[Opening STUDY MATERIAL section]

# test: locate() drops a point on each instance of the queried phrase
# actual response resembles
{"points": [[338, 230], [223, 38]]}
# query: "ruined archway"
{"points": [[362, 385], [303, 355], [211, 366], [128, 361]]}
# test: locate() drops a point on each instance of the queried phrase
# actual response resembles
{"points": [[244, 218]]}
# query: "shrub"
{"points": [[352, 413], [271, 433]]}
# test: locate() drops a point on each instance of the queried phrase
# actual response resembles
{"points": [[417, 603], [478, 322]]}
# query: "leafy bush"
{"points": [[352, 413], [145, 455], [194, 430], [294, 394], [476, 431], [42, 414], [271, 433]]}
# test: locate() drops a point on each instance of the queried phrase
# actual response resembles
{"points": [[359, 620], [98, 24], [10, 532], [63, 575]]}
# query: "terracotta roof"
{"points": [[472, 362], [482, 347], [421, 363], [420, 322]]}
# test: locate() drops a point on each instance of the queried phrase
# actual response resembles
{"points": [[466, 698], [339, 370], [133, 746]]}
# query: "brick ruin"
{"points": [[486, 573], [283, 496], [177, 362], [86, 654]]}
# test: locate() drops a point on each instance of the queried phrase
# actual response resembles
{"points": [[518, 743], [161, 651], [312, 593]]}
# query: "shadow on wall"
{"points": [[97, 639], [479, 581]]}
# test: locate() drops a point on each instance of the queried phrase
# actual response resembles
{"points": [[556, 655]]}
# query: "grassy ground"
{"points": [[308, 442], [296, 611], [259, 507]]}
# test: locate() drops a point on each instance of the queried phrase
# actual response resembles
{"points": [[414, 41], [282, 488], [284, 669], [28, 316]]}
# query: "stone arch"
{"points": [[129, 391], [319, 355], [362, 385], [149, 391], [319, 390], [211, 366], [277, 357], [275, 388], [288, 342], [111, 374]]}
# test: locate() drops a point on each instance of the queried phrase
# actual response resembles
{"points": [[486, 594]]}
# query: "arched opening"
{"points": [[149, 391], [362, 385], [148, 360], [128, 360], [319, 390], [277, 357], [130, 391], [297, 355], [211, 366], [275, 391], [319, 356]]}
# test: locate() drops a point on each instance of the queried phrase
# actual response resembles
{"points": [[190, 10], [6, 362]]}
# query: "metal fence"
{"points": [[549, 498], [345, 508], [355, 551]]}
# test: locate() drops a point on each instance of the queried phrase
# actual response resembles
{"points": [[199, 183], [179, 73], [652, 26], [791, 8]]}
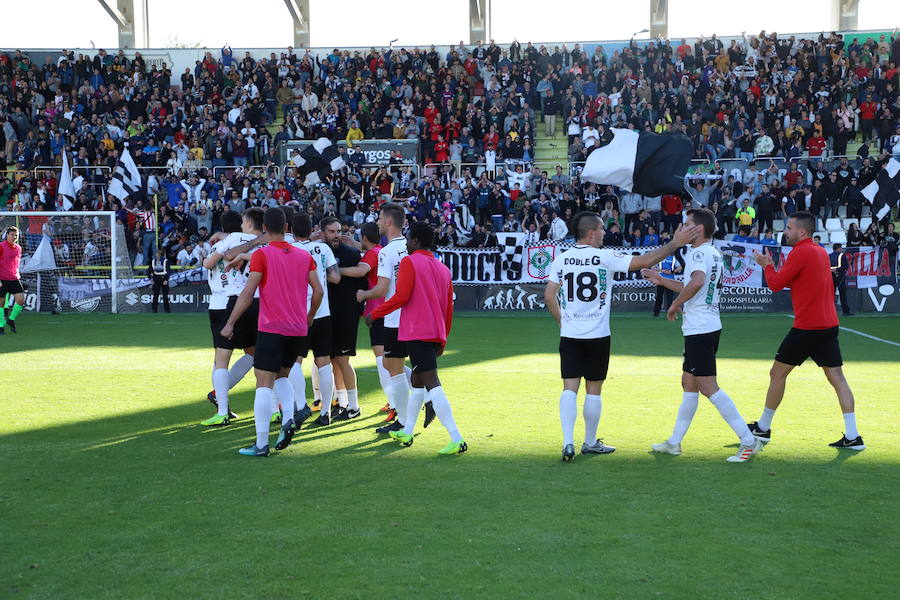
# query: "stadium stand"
{"points": [[778, 124]]}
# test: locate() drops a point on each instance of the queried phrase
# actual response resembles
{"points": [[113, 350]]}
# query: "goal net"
{"points": [[72, 261]]}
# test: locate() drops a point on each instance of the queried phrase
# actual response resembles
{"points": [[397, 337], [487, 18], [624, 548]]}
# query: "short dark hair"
{"points": [[274, 220], [394, 212], [302, 225], [231, 222], [805, 221], [705, 217], [328, 221], [370, 232], [255, 216], [422, 232], [288, 216], [585, 221]]}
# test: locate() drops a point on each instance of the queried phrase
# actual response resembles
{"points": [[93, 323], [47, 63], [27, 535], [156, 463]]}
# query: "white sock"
{"points": [[568, 412], [850, 431], [298, 382], [384, 378], [262, 412], [408, 372], [765, 421], [400, 392], [220, 385], [444, 414], [285, 392], [416, 400], [237, 371], [314, 379], [686, 413], [729, 412], [593, 406], [326, 385]]}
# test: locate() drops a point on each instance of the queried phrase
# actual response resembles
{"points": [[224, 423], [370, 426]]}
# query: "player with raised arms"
{"points": [[699, 298], [284, 275], [578, 295], [224, 287], [424, 291]]}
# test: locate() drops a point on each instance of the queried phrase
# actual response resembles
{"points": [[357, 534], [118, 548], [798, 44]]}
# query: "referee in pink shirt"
{"points": [[281, 272], [425, 292]]}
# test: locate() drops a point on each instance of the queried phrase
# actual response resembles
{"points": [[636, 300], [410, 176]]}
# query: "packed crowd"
{"points": [[766, 111]]}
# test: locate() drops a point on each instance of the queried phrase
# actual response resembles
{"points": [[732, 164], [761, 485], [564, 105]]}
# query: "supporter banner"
{"points": [[515, 263], [867, 267], [377, 152]]}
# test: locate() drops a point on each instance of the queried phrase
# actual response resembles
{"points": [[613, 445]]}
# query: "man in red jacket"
{"points": [[807, 271]]}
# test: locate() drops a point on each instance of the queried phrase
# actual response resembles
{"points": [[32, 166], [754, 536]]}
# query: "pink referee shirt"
{"points": [[10, 254], [283, 289]]}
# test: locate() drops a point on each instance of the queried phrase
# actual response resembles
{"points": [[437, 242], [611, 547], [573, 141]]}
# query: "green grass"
{"points": [[110, 489]]}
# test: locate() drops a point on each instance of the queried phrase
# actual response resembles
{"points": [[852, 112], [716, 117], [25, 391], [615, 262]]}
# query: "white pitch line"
{"points": [[871, 337]]}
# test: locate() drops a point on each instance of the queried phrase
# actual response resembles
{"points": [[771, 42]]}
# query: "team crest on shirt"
{"points": [[737, 263], [539, 260]]}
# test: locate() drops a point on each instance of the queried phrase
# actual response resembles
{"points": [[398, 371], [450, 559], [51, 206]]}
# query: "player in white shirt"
{"points": [[701, 326], [225, 286], [390, 224], [320, 334], [578, 295]]}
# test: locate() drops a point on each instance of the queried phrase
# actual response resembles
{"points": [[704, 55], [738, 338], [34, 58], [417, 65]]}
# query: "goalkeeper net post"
{"points": [[72, 261]]}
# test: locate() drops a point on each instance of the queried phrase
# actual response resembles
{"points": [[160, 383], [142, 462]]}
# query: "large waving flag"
{"points": [[126, 178], [640, 162], [884, 192]]}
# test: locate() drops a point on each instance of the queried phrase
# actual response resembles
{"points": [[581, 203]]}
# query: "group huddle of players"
{"points": [[277, 294]]}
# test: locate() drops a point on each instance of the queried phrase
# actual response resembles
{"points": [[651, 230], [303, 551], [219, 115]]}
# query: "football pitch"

[Closing STUDY MATERIAL section]

WORK REQUIRED
Quote every entry exactly, with the pictures omitted.

ANSWER SPACE
# test: locate() drops a point on each instance of the queried phrase
# actual response resembles
{"points": [[338, 230], [223, 38]]}
# query: "ruined archway"
{"points": [[362, 385], [303, 355], [211, 366], [128, 361]]}
# test: locate() drops a point on each instance of the queried phrase
# actual response resembles
{"points": [[244, 218]]}
# query: "shrub"
{"points": [[352, 413], [271, 433]]}
# test: locate() drops a point on each instance of the queried phrase
# actual response resembles
{"points": [[417, 603], [478, 322]]}
# query: "leafy bush"
{"points": [[352, 413], [145, 455], [194, 430], [294, 394], [476, 431], [42, 414], [271, 433]]}
# test: locate() drops a point on each instance of the queried phrase
# actual response resembles
{"points": [[359, 620], [98, 24], [10, 532], [63, 575]]}
# query: "terracotta roof"
{"points": [[472, 362], [482, 347], [421, 363], [420, 322]]}
# test: locate() drops a point on each instance of the queried phrase
# actual response resembles
{"points": [[466, 698], [339, 370], [133, 746]]}
# query: "brick ruin"
{"points": [[486, 573], [283, 496], [177, 362], [86, 654]]}
# test: locate() drops a point on each instance of the queried phrase
# actual response resembles
{"points": [[518, 743], [161, 651], [312, 593]]}
# query: "shadow on wall"
{"points": [[97, 639], [479, 581]]}
# test: locate() drops a point on each instance of the queried phrase
# actual response resembles
{"points": [[556, 655]]}
# query: "grassy ground"
{"points": [[308, 442], [296, 611], [259, 507]]}
# test: locate() drops a point on each instance of the queried phrase
# actual response resembles
{"points": [[414, 41], [282, 488], [284, 669], [28, 316]]}
# query: "stone arch"
{"points": [[129, 391], [319, 355], [362, 385], [149, 391], [319, 390], [211, 366], [277, 357], [275, 388], [288, 342], [111, 374]]}
# test: locate() drops a point on each instance of the queried phrase
# actual response resembles
{"points": [[486, 594]]}
# query: "arched opening"
{"points": [[149, 391], [362, 385], [148, 360], [128, 360], [319, 390], [277, 357], [130, 391], [297, 355], [211, 366], [275, 391], [319, 356]]}
# test: locate() drops a point on each instance of the queried phrase
# actual response resembles
{"points": [[190, 10], [6, 362]]}
# query: "metal fence"
{"points": [[549, 498], [345, 508], [355, 551]]}
# test: locate() drops a point on each instance of the queried phrase
# actual response resembles
{"points": [[199, 183], [179, 73], [652, 26], [791, 8]]}
# query: "stadium stand"
{"points": [[778, 124]]}
# test: locate() drops a point on each instance of the queried phrase
# actual response resembles
{"points": [[113, 350]]}
# query: "goal net"
{"points": [[72, 261]]}
# test: locate() drops a point on each instance of the queried phrase
# actual response resembles
{"points": [[397, 337], [487, 18], [624, 548]]}
# query: "short dark hair"
{"points": [[274, 220], [394, 212], [302, 225], [231, 222], [805, 221], [705, 217], [328, 221], [370, 232], [255, 216], [422, 232], [288, 216], [585, 221]]}
# test: locate() drops a point on each instance of the queried phrase
# actual response resembles
{"points": [[93, 323], [47, 63], [27, 535], [156, 463]]}
# query: "white sock"
{"points": [[568, 412], [850, 431], [298, 382], [384, 378], [262, 412], [408, 372], [765, 421], [400, 392], [220, 385], [444, 414], [285, 392], [416, 400], [237, 371], [314, 379], [686, 413], [729, 412], [593, 406], [326, 385]]}
# test: locate() drops a point on each instance of the queried phrase
# actual response resembles
{"points": [[224, 423], [370, 426]]}
# query: "player with raised arms"
{"points": [[699, 298], [284, 275], [578, 295], [224, 287], [424, 291]]}
# test: locate() drops a point on each instance of the queried phrase
# actual response resembles
{"points": [[357, 534], [118, 548], [798, 44]]}
# query: "referee in pink shirt"
{"points": [[281, 272], [425, 292]]}
# test: locate() drops a point on each instance of the queried phrase
# actual response resembles
{"points": [[636, 300], [410, 176]]}
# query: "packed crowd"
{"points": [[766, 111]]}
# test: locate() drops a point on each instance of the queried phrase
# actual response resembles
{"points": [[732, 164], [761, 485], [564, 105]]}
# query: "supporter banner"
{"points": [[515, 263], [867, 267], [377, 152]]}
# test: locate() drops a point on each instance of the queried phrase
# actual response resembles
{"points": [[613, 445]]}
# query: "man in red jacket"
{"points": [[807, 271]]}
# test: locate() drops a point on each instance of the queried phrase
# actual response resembles
{"points": [[32, 166], [754, 536]]}
# query: "pink referee shirt"
{"points": [[10, 254], [283, 289]]}
# test: locate() drops a point on each instance of the queried phrase
# actual response resembles
{"points": [[437, 242], [611, 547], [573, 141]]}
# query: "green grass"
{"points": [[110, 489]]}
# test: locate() drops a point on each instance of the queried phrase
# actual response resembles
{"points": [[852, 112], [716, 117], [25, 391], [615, 262]]}
# query: "white pitch line"
{"points": [[871, 337]]}
# test: locate() drops a point on each instance of the queried phrase
# actual response resembles
{"points": [[771, 42]]}
# query: "team crest on shirt"
{"points": [[737, 263], [539, 260]]}
# test: locate() drops a point on each instance of the queried phrase
# actual response resembles
{"points": [[398, 371], [450, 559], [51, 206]]}
# query: "player in white shirt"
{"points": [[701, 326], [225, 286], [390, 224], [320, 334], [578, 295]]}
# test: locate() drops a point on each instance of the queried phrase
# actual response resembles
{"points": [[704, 55], [738, 338], [34, 58], [417, 65]]}
# query: "goalkeeper net post"
{"points": [[72, 261]]}
# test: locate() drops a point on each instance of the queried phrase
# actual response resembles
{"points": [[160, 383], [142, 462]]}
# query: "large waving flag"
{"points": [[126, 178], [640, 162], [884, 192]]}
# test: locate() drops a point on each instance of the queried phrase
# actual response resembles
{"points": [[581, 203]]}
# query: "group huddle of players"
{"points": [[277, 294]]}
# test: locate() drops a point on each instance of the queried phrase
# actual response resembles
{"points": [[651, 230], [303, 551], [219, 115]]}
# query: "football pitch"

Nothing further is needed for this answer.